━━ RAW RECORDS

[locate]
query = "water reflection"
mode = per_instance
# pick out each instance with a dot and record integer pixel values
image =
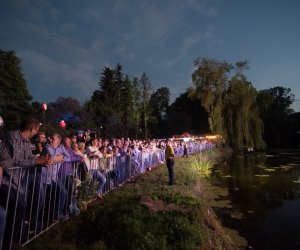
(264, 190)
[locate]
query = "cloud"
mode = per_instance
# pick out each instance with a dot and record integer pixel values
(57, 78)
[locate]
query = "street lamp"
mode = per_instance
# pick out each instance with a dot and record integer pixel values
(44, 108)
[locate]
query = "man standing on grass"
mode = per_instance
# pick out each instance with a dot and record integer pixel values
(169, 155)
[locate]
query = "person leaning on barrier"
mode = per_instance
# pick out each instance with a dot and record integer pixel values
(54, 177)
(27, 174)
(9, 203)
(92, 164)
(169, 155)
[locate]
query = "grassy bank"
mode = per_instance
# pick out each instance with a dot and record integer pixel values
(145, 214)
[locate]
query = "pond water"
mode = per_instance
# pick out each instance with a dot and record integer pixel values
(264, 193)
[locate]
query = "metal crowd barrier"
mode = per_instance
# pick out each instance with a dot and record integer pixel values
(34, 199)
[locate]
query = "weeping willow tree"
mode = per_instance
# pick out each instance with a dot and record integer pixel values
(211, 83)
(243, 124)
(230, 102)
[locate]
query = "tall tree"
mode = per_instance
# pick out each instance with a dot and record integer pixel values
(243, 124)
(211, 82)
(105, 102)
(146, 89)
(186, 115)
(274, 104)
(159, 102)
(14, 96)
(130, 103)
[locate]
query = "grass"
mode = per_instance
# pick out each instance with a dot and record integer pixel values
(144, 214)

━━━━

◆ TASK TO COMPLETE: Take the records above and transcribe them exactly, dropping every picture.

◆ OUTPUT OF THE EXERCISE:
[locate]
query = "water reflection"
mode = per_instance
# pick out each instance with a dot and record integer pixel values
image =
(264, 190)
[locate]
query = "cloud"
mode = per_instance
# pick out each instance with a dot and record integer pixel values
(57, 78)
[locate]
query = "street lamp"
mode = per_instance
# pick out each instance with a dot and record integer pixel values
(44, 108)
[locate]
query = "man standing on grass"
mode = per_instance
# pick out each instance with a dot and record integer pixel values
(169, 155)
[locate]
query = "person leaning on barrier"
mode = per_instance
# pick out each instance with a dot and record integer pixel values
(54, 177)
(27, 174)
(9, 203)
(92, 164)
(169, 155)
[locate]
query = "grassy bank"
mode = per_instance
# pick out each instance with a dot and record integer pixel values
(145, 214)
[locate]
query = "pond water"
mode = per_instance
# pick out each instance with a dot and record integer pixel values
(264, 193)
[locate]
query = "metal crowd barrier"
mode = per_instance
# pick out each instance with a dot and record integer pixel values
(34, 199)
[locate]
query = "weeping willow tree"
mode = per_instance
# pick out each instance with a dot and record integer pixel values
(211, 83)
(243, 124)
(230, 102)
[locate]
query = "tall tree"
mode = per_instance
# pick out each instance with a dot and record integer pixel values
(243, 124)
(211, 82)
(105, 102)
(146, 89)
(186, 115)
(274, 104)
(159, 102)
(14, 96)
(130, 103)
[locate]
query = "grass"
mode = per_instance
# pick out each instance with a dot and record integer pixel values
(144, 214)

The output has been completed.